Activity
Keep the wording of the records intact as you retype them, and omit every image.
☆ ☆ ☆ ☆ ☆ ☆ ☆
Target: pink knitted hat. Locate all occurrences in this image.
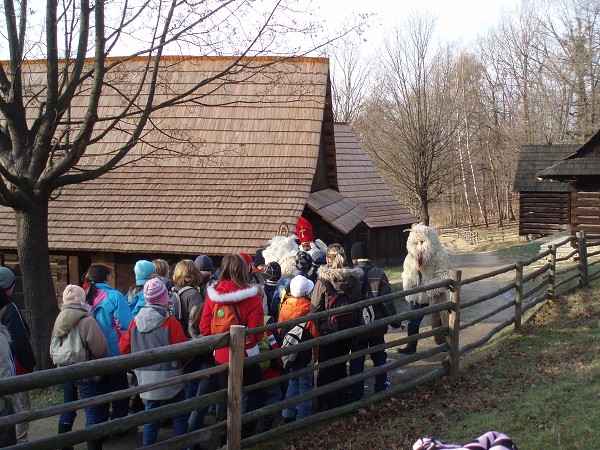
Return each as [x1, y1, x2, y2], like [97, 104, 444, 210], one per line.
[62, 284, 86, 307]
[143, 278, 168, 307]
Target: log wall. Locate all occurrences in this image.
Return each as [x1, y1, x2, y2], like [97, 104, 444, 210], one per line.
[518, 192, 570, 236]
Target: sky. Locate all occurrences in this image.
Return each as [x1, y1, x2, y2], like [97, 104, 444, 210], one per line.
[315, 0, 520, 47]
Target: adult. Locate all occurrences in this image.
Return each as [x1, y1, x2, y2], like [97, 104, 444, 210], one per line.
[397, 223, 450, 354]
[310, 244, 363, 410]
[200, 254, 265, 440]
[0, 266, 35, 443]
[53, 285, 108, 450]
[84, 264, 133, 423]
[348, 242, 395, 402]
[125, 260, 155, 317]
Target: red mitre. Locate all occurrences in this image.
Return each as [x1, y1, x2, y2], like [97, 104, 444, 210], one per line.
[296, 216, 315, 244]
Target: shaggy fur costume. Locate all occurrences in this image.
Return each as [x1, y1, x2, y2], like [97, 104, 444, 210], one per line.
[263, 235, 299, 265]
[402, 224, 450, 344]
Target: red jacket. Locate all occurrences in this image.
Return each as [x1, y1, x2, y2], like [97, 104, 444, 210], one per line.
[200, 280, 264, 365]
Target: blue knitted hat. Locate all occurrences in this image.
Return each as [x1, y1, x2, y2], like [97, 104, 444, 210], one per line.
[134, 260, 155, 286]
[0, 267, 16, 292]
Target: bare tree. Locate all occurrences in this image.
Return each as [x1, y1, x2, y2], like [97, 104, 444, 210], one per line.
[355, 13, 461, 225]
[0, 0, 350, 368]
[329, 35, 373, 125]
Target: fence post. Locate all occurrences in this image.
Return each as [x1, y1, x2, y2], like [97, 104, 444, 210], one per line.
[548, 244, 557, 301]
[447, 270, 462, 378]
[577, 231, 589, 287]
[514, 262, 523, 332]
[227, 325, 246, 450]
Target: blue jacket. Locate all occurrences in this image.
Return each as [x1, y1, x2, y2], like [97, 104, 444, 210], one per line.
[128, 290, 146, 317]
[91, 283, 133, 357]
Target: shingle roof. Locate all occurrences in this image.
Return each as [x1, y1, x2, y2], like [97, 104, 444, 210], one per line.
[513, 145, 579, 192]
[306, 189, 367, 234]
[0, 56, 334, 255]
[334, 123, 417, 227]
[537, 129, 600, 180]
☆ ☆ ☆ ☆ ☆ ☆ ☆
Result for this exercise
Target: pink knitted hat. Locate all occurrences in this image.
Return each as [x1, y1, x2, y2], like [97, 104, 444, 210], one per line.
[62, 284, 86, 307]
[143, 278, 168, 307]
Target: log wall. Locate all occurrences in this image.
Return each as [x1, y1, x2, y2], like [97, 104, 444, 210], one per line.
[518, 192, 570, 236]
Target: sky. Locate all occurrences in this image.
Return each as [x1, y1, x2, y2], like [97, 104, 444, 210], one per line.
[315, 0, 520, 47]
Target: adult. Locate all occurrences in this image.
Return each as [x1, y1, x2, y2], like [97, 104, 444, 210], one per line.
[397, 223, 450, 354]
[310, 244, 363, 410]
[200, 254, 265, 440]
[0, 266, 35, 443]
[53, 285, 108, 450]
[84, 264, 133, 423]
[348, 242, 395, 402]
[125, 260, 155, 317]
Target: red mitre. Locate all occurrences in this image.
Return each as [x1, y1, x2, y2], like [97, 104, 444, 210], one per line.
[296, 216, 315, 244]
Target: shaggy fur costume. Locate all occurrences in this image.
Return each as [x1, y1, x2, y2], like [97, 104, 444, 210], one per line.
[263, 235, 299, 265]
[402, 224, 450, 344]
Target: red jacket. Locate all occurrences in this image.
Return each as [x1, y1, x2, y2], like [97, 104, 444, 210], one per line.
[200, 280, 264, 365]
Target: blue knitted hat. Locate all occurrences in this image.
Return each as [x1, y1, x2, y2], like [97, 104, 444, 210], one per line.
[134, 260, 155, 286]
[0, 267, 16, 292]
Target: bare tree. Locate all occurrences in this image.
Return each as [x1, y1, x2, y2], like [97, 104, 444, 210], one per line.
[355, 13, 461, 225]
[0, 0, 350, 368]
[329, 35, 373, 125]
Target: fence post. Locate all occurrences in this image.
Return each as [x1, y1, x2, y2], like [97, 104, 444, 210], one per line.
[548, 244, 557, 301]
[447, 270, 462, 378]
[577, 231, 589, 287]
[514, 262, 523, 332]
[227, 325, 246, 450]
Target: blue jacket. Locate all occurrences in this image.
Return each as [x1, y1, x2, y2], like [97, 104, 444, 210], one per line.
[128, 290, 146, 317]
[91, 283, 133, 357]
Target: shingle roof. Locate all occurrences in this image.
Return each as [x1, y1, x2, y2], like [97, 104, 444, 210], one per line.
[513, 145, 579, 192]
[306, 189, 367, 234]
[0, 56, 334, 255]
[334, 123, 417, 227]
[537, 129, 600, 180]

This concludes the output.